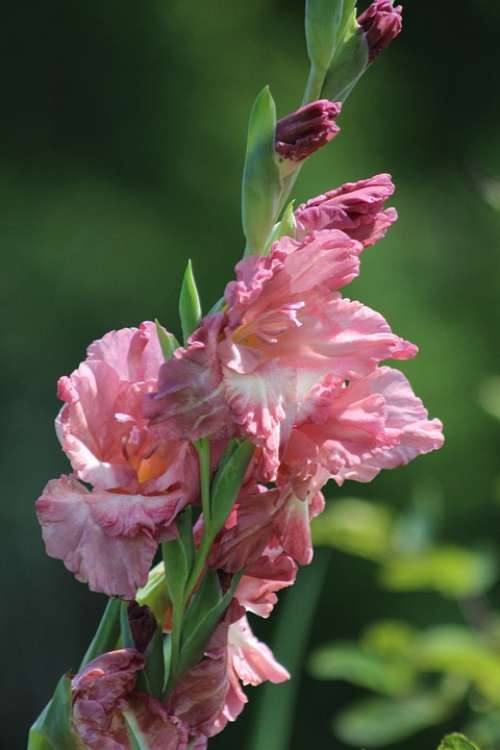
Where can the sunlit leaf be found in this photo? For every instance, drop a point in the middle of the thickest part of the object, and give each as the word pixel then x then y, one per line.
pixel 380 721
pixel 356 526
pixel 347 661
pixel 389 638
pixel 456 650
pixel 455 572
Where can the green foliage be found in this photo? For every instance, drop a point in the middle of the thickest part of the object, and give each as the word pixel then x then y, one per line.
pixel 107 633
pixel 168 342
pixel 347 661
pixel 450 570
pixel 376 722
pixel 189 303
pixel 355 526
pixel 262 185
pixel 52 729
pixel 457 742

★ ★ ★

Problem details: Retype the stretch from the line containing "Where can the green" through the end of the entries, matching every character.

Answer to the exercise:
Where can the green foliage be found in this photo? For every instance, drop a point in the middle of the thickest part of the object, and give each as the word pixel then x then y, one per line.
pixel 107 633
pixel 168 342
pixel 347 661
pixel 450 570
pixel 376 722
pixel 189 303
pixel 355 526
pixel 262 185
pixel 52 729
pixel 457 742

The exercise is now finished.